"""
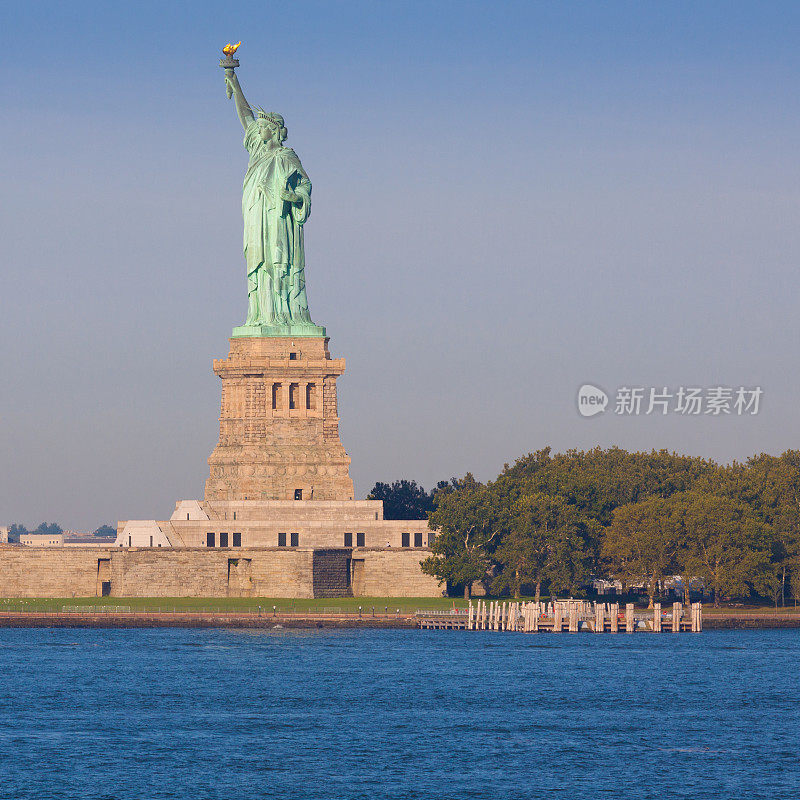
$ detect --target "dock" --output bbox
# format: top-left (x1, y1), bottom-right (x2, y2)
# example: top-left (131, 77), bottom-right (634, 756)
top-left (417, 600), bottom-right (703, 632)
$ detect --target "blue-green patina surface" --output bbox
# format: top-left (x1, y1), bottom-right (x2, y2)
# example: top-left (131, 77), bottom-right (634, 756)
top-left (222, 49), bottom-right (325, 338)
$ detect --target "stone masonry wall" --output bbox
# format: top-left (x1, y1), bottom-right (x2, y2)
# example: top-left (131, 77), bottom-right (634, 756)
top-left (0, 547), bottom-right (315, 598)
top-left (205, 336), bottom-right (354, 502)
top-left (352, 549), bottom-right (443, 597)
top-left (0, 547), bottom-right (107, 597)
top-left (0, 546), bottom-right (441, 598)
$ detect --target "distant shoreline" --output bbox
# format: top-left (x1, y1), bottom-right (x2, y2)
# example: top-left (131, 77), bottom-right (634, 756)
top-left (0, 610), bottom-right (798, 630)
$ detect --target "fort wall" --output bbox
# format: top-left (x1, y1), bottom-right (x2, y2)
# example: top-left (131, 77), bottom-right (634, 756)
top-left (0, 545), bottom-right (441, 598)
top-left (353, 549), bottom-right (441, 597)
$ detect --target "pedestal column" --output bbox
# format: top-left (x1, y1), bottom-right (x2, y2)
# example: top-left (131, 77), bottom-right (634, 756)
top-left (205, 336), bottom-right (354, 501)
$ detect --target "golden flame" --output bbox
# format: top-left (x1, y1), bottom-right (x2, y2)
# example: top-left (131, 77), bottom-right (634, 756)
top-left (222, 41), bottom-right (241, 57)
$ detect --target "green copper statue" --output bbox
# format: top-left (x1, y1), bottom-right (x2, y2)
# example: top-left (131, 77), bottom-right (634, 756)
top-left (220, 43), bottom-right (325, 337)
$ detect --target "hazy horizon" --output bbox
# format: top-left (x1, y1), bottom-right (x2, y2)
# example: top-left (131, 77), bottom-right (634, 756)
top-left (2, 1), bottom-right (799, 530)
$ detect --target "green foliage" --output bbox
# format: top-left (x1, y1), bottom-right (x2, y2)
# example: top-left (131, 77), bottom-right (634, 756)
top-left (93, 525), bottom-right (116, 538)
top-left (7, 523), bottom-right (63, 542)
top-left (33, 522), bottom-right (63, 537)
top-left (410, 446), bottom-right (800, 604)
top-left (679, 491), bottom-right (772, 606)
top-left (790, 568), bottom-right (800, 607)
top-left (7, 524), bottom-right (28, 543)
top-left (491, 493), bottom-right (588, 599)
top-left (421, 475), bottom-right (500, 598)
top-left (603, 496), bottom-right (684, 607)
top-left (366, 479), bottom-right (455, 520)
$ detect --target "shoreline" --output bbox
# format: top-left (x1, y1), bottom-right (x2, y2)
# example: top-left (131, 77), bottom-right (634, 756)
top-left (0, 611), bottom-right (416, 629)
top-left (0, 610), bottom-right (798, 629)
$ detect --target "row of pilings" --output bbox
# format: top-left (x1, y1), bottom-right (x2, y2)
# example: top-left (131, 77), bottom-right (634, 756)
top-left (462, 599), bottom-right (703, 632)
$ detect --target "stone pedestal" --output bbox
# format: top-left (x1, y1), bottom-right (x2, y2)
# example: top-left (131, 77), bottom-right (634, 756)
top-left (205, 336), bottom-right (354, 501)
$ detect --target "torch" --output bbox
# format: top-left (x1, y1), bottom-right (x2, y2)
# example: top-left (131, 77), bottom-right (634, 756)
top-left (220, 41), bottom-right (242, 98)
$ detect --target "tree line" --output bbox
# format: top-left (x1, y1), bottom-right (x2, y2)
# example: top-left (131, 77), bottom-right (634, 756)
top-left (369, 448), bottom-right (800, 606)
top-left (5, 523), bottom-right (116, 542)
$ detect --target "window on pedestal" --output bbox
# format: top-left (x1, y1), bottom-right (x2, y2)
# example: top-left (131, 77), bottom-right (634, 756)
top-left (401, 532), bottom-right (410, 548)
top-left (206, 532), bottom-right (215, 547)
top-left (344, 532), bottom-right (353, 547)
top-left (306, 383), bottom-right (316, 410)
top-left (232, 532), bottom-right (241, 547)
top-left (356, 532), bottom-right (365, 547)
top-left (289, 352), bottom-right (298, 360)
top-left (220, 532), bottom-right (229, 547)
top-left (414, 532), bottom-right (423, 547)
top-left (278, 532), bottom-right (287, 547)
top-left (272, 383), bottom-right (282, 410)
top-left (289, 383), bottom-right (299, 409)
top-left (290, 532), bottom-right (299, 547)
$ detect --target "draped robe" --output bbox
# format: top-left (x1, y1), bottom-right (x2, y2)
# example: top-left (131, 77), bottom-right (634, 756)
top-left (242, 120), bottom-right (312, 326)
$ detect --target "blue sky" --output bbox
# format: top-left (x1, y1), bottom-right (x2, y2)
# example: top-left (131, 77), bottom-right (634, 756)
top-left (2, 1), bottom-right (800, 529)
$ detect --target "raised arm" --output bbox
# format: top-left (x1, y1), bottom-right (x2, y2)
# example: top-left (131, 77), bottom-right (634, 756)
top-left (224, 69), bottom-right (255, 130)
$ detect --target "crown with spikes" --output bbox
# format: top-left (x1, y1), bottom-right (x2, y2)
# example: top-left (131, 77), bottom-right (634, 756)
top-left (253, 106), bottom-right (284, 127)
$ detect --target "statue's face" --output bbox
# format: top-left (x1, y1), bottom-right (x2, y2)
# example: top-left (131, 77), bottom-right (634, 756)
top-left (258, 120), bottom-right (279, 144)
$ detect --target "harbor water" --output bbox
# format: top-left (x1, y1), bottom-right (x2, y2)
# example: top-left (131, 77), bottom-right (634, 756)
top-left (0, 627), bottom-right (797, 799)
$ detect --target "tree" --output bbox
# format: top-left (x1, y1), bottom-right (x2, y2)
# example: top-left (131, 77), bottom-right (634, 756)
top-left (745, 452), bottom-right (800, 606)
top-left (790, 566), bottom-right (800, 609)
top-left (93, 525), bottom-right (116, 538)
top-left (367, 479), bottom-right (435, 520)
top-left (680, 492), bottom-right (771, 607)
top-left (491, 493), bottom-right (587, 600)
top-left (33, 522), bottom-right (63, 537)
top-left (602, 497), bottom-right (683, 608)
top-left (494, 446), bottom-right (716, 575)
top-left (7, 524), bottom-right (29, 543)
top-left (421, 475), bottom-right (500, 599)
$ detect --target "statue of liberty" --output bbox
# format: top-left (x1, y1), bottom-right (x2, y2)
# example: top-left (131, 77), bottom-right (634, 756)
top-left (220, 44), bottom-right (325, 337)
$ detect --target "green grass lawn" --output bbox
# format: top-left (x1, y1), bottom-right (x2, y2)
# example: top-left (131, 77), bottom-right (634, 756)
top-left (0, 596), bottom-right (470, 614)
top-left (2, 596), bottom-right (792, 614)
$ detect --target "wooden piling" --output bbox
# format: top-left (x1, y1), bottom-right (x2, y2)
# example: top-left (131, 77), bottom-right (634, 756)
top-left (595, 602), bottom-right (605, 632)
top-left (419, 598), bottom-right (702, 636)
top-left (568, 601), bottom-right (579, 632)
top-left (672, 602), bottom-right (681, 633)
top-left (691, 601), bottom-right (702, 632)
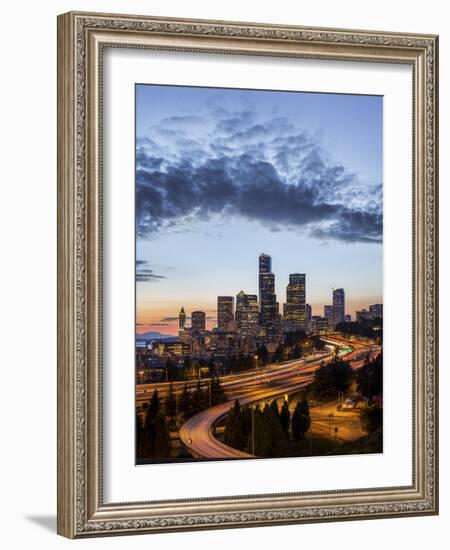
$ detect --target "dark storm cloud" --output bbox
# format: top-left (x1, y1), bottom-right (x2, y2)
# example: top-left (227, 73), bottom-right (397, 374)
top-left (136, 112), bottom-right (382, 244)
top-left (136, 260), bottom-right (166, 282)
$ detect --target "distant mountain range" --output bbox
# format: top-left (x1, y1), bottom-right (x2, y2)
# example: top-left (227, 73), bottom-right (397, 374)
top-left (136, 331), bottom-right (175, 341)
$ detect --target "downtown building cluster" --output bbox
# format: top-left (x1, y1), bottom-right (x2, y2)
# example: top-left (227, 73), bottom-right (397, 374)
top-left (148, 253), bottom-right (381, 361)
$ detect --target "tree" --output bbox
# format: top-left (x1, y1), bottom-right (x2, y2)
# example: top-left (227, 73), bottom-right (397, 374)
top-left (153, 413), bottom-right (171, 458)
top-left (284, 330), bottom-right (306, 347)
top-left (253, 407), bottom-right (270, 456)
top-left (256, 344), bottom-right (270, 366)
top-left (360, 406), bottom-right (383, 434)
top-left (230, 415), bottom-right (246, 450)
top-left (269, 398), bottom-right (280, 420)
top-left (291, 398), bottom-right (311, 440)
top-left (311, 335), bottom-right (325, 350)
top-left (165, 382), bottom-right (177, 428)
top-left (148, 388), bottom-right (160, 419)
top-left (136, 411), bottom-right (144, 459)
top-left (288, 343), bottom-right (303, 360)
top-left (211, 376), bottom-right (227, 405)
top-left (272, 343), bottom-right (286, 363)
top-left (224, 399), bottom-right (241, 446)
top-left (336, 318), bottom-right (383, 342)
top-left (263, 403), bottom-right (288, 457)
top-left (356, 353), bottom-right (383, 400)
top-left (143, 400), bottom-right (157, 457)
top-left (279, 400), bottom-right (291, 436)
top-left (310, 360), bottom-right (353, 400)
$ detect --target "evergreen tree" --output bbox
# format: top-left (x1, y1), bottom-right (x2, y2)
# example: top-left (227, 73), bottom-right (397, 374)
top-left (143, 400), bottom-right (157, 457)
top-left (230, 414), bottom-right (246, 450)
top-left (165, 382), bottom-right (177, 428)
top-left (224, 399), bottom-right (241, 446)
top-left (257, 344), bottom-right (270, 366)
top-left (273, 343), bottom-right (285, 363)
top-left (360, 406), bottom-right (383, 434)
top-left (263, 403), bottom-right (288, 457)
top-left (253, 407), bottom-right (270, 456)
top-left (310, 360), bottom-right (353, 400)
top-left (356, 353), bottom-right (383, 400)
top-left (270, 398), bottom-right (280, 419)
top-left (211, 376), bottom-right (227, 405)
top-left (289, 343), bottom-right (303, 360)
top-left (136, 411), bottom-right (144, 459)
top-left (280, 400), bottom-right (291, 436)
top-left (153, 413), bottom-right (171, 458)
top-left (291, 398), bottom-right (311, 440)
top-left (148, 388), bottom-right (160, 419)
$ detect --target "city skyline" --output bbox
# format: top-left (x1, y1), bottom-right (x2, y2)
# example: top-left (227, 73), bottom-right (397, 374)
top-left (136, 84), bottom-right (383, 336)
top-left (137, 251), bottom-right (382, 336)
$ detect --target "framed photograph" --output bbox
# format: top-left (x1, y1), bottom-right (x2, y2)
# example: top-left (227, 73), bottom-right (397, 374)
top-left (57, 11), bottom-right (439, 538)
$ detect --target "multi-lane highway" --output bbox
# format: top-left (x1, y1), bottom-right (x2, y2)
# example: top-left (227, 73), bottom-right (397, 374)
top-left (136, 351), bottom-right (329, 406)
top-left (178, 339), bottom-right (379, 459)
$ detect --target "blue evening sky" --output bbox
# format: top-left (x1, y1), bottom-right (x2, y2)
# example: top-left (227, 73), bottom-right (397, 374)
top-left (135, 84), bottom-right (383, 335)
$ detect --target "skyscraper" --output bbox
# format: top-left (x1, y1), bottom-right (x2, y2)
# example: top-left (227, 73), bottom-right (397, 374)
top-left (191, 311), bottom-right (206, 332)
top-left (235, 291), bottom-right (259, 336)
top-left (258, 253), bottom-right (278, 338)
top-left (369, 304), bottom-right (383, 318)
top-left (235, 290), bottom-right (246, 330)
top-left (217, 296), bottom-right (234, 331)
top-left (332, 288), bottom-right (345, 326)
top-left (283, 273), bottom-right (306, 331)
top-left (324, 305), bottom-right (334, 328)
top-left (259, 253), bottom-right (272, 274)
top-left (305, 303), bottom-right (312, 330)
top-left (179, 307), bottom-right (186, 330)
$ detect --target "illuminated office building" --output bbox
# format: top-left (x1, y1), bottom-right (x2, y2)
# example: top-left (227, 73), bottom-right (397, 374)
top-left (258, 253), bottom-right (278, 338)
top-left (324, 305), bottom-right (334, 328)
top-left (217, 296), bottom-right (234, 331)
top-left (333, 288), bottom-right (345, 326)
top-left (236, 291), bottom-right (259, 336)
top-left (178, 307), bottom-right (186, 330)
top-left (283, 273), bottom-right (306, 331)
top-left (191, 311), bottom-right (206, 332)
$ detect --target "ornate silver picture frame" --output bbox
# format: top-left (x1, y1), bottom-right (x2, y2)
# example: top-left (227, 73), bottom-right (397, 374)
top-left (57, 11), bottom-right (438, 538)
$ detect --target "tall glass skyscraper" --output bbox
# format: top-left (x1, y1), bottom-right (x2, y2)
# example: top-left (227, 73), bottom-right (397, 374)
top-left (283, 273), bottom-right (306, 331)
top-left (332, 288), bottom-right (345, 326)
top-left (191, 311), bottom-right (206, 332)
top-left (259, 253), bottom-right (272, 274)
top-left (324, 304), bottom-right (334, 328)
top-left (217, 296), bottom-right (234, 331)
top-left (235, 291), bottom-right (258, 336)
top-left (258, 254), bottom-right (278, 338)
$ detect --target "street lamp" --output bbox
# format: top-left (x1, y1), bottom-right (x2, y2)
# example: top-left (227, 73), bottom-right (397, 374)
top-left (138, 369), bottom-right (144, 384)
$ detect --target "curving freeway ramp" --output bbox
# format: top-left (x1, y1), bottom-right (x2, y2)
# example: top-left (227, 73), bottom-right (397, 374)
top-left (179, 342), bottom-right (379, 460)
top-left (179, 354), bottom-right (331, 460)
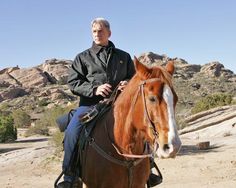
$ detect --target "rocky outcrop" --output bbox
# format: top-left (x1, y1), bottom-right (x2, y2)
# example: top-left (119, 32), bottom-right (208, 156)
top-left (200, 61), bottom-right (234, 78)
top-left (0, 86), bottom-right (28, 102)
top-left (0, 59), bottom-right (74, 102)
top-left (138, 52), bottom-right (168, 65)
top-left (0, 71), bottom-right (20, 86)
top-left (0, 54), bottom-right (235, 114)
top-left (175, 64), bottom-right (201, 79)
top-left (0, 59), bottom-right (72, 89)
top-left (179, 105), bottom-right (236, 141)
top-left (0, 66), bottom-right (20, 74)
top-left (9, 67), bottom-right (49, 88)
top-left (39, 59), bottom-right (72, 84)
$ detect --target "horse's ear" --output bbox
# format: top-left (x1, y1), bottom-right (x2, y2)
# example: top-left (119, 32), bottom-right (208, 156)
top-left (166, 60), bottom-right (175, 75)
top-left (133, 56), bottom-right (151, 78)
top-left (133, 56), bottom-right (140, 70)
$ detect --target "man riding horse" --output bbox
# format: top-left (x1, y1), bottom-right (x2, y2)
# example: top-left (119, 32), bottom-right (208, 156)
top-left (57, 18), bottom-right (161, 188)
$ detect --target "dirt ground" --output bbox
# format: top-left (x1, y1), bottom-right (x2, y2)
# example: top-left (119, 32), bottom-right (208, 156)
top-left (0, 126), bottom-right (236, 188)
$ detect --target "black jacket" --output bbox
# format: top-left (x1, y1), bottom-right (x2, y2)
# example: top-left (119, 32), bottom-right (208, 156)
top-left (67, 41), bottom-right (135, 106)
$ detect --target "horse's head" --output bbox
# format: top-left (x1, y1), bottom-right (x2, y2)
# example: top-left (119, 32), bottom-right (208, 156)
top-left (131, 57), bottom-right (181, 158)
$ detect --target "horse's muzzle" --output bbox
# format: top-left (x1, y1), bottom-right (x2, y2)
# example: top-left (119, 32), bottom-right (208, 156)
top-left (157, 140), bottom-right (182, 159)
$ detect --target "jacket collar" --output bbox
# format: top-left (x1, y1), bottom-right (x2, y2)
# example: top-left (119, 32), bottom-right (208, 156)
top-left (91, 41), bottom-right (115, 54)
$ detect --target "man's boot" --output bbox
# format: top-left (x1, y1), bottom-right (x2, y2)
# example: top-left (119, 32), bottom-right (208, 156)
top-left (147, 158), bottom-right (163, 187)
top-left (57, 181), bottom-right (72, 188)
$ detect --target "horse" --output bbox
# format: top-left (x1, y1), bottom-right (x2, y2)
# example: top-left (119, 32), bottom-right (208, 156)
top-left (78, 57), bottom-right (182, 188)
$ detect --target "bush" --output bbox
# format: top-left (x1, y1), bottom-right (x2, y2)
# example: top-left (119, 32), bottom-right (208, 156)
top-left (38, 98), bottom-right (50, 107)
top-left (38, 104), bottom-right (77, 128)
top-left (0, 114), bottom-right (17, 142)
top-left (12, 110), bottom-right (31, 128)
top-left (25, 121), bottom-right (49, 137)
top-left (50, 130), bottom-right (64, 156)
top-left (191, 93), bottom-right (233, 114)
top-left (47, 105), bottom-right (76, 154)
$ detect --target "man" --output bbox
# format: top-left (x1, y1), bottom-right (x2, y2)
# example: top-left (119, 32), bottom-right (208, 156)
top-left (57, 18), bottom-right (135, 188)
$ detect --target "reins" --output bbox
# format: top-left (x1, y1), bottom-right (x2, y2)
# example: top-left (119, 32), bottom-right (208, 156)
top-left (87, 132), bottom-right (144, 188)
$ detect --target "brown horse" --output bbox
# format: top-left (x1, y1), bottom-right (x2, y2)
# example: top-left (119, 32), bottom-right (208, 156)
top-left (79, 57), bottom-right (181, 188)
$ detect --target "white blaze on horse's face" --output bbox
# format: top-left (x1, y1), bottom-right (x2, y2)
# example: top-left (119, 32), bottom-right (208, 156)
top-left (157, 84), bottom-right (182, 158)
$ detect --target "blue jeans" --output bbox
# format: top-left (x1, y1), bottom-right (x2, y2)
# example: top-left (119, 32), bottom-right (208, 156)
top-left (63, 106), bottom-right (91, 182)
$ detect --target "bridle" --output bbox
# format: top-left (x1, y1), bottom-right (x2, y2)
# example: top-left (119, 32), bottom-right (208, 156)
top-left (107, 77), bottom-right (162, 159)
top-left (138, 78), bottom-right (161, 139)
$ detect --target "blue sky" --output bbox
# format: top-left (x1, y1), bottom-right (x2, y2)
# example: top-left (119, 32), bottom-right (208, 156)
top-left (0, 0), bottom-right (236, 73)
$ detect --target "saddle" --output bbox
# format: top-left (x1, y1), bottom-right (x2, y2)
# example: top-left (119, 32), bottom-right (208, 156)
top-left (65, 101), bottom-right (112, 178)
top-left (65, 87), bottom-right (119, 178)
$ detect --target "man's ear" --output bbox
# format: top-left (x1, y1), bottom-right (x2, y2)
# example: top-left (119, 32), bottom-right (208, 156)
top-left (166, 60), bottom-right (175, 75)
top-left (108, 30), bottom-right (111, 38)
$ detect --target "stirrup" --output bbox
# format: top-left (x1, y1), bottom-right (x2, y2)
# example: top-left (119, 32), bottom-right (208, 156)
top-left (147, 173), bottom-right (162, 187)
top-left (54, 171), bottom-right (64, 188)
top-left (147, 160), bottom-right (163, 187)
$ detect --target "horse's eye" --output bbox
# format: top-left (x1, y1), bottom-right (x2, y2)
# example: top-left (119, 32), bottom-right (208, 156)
top-left (149, 96), bottom-right (157, 103)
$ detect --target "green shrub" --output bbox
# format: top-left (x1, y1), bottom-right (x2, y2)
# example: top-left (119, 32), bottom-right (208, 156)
top-left (191, 93), bottom-right (233, 114)
top-left (38, 98), bottom-right (49, 107)
top-left (0, 114), bottom-right (17, 142)
top-left (0, 103), bottom-right (11, 111)
top-left (38, 104), bottom-right (77, 128)
top-left (39, 106), bottom-right (68, 127)
top-left (25, 121), bottom-right (49, 137)
top-left (47, 105), bottom-right (76, 154)
top-left (50, 130), bottom-right (64, 156)
top-left (12, 110), bottom-right (31, 128)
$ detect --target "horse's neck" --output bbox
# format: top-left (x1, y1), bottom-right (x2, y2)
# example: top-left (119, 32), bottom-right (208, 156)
top-left (113, 99), bottom-right (145, 155)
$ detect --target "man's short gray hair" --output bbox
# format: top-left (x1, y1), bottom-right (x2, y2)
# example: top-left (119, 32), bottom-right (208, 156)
top-left (91, 18), bottom-right (110, 30)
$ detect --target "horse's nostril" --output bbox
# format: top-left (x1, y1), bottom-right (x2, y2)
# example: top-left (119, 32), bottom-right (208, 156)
top-left (163, 144), bottom-right (169, 151)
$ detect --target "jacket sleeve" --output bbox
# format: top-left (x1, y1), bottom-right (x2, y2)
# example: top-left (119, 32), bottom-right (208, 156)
top-left (67, 55), bottom-right (95, 98)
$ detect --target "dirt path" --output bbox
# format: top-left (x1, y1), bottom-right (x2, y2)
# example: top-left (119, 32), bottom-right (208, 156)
top-left (157, 136), bottom-right (236, 188)
top-left (0, 134), bottom-right (61, 188)
top-left (157, 116), bottom-right (236, 188)
top-left (1, 126), bottom-right (236, 188)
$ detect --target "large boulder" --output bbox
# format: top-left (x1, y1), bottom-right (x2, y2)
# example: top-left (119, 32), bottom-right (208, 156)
"""
• WHAT TO WORK ON: Return each line from the data where the string "wall" can be found.

• EXERCISE SOLUTION:
$ detect --target "stone masonry wall" --output bbox
$ detect --target "fort wall" --output bbox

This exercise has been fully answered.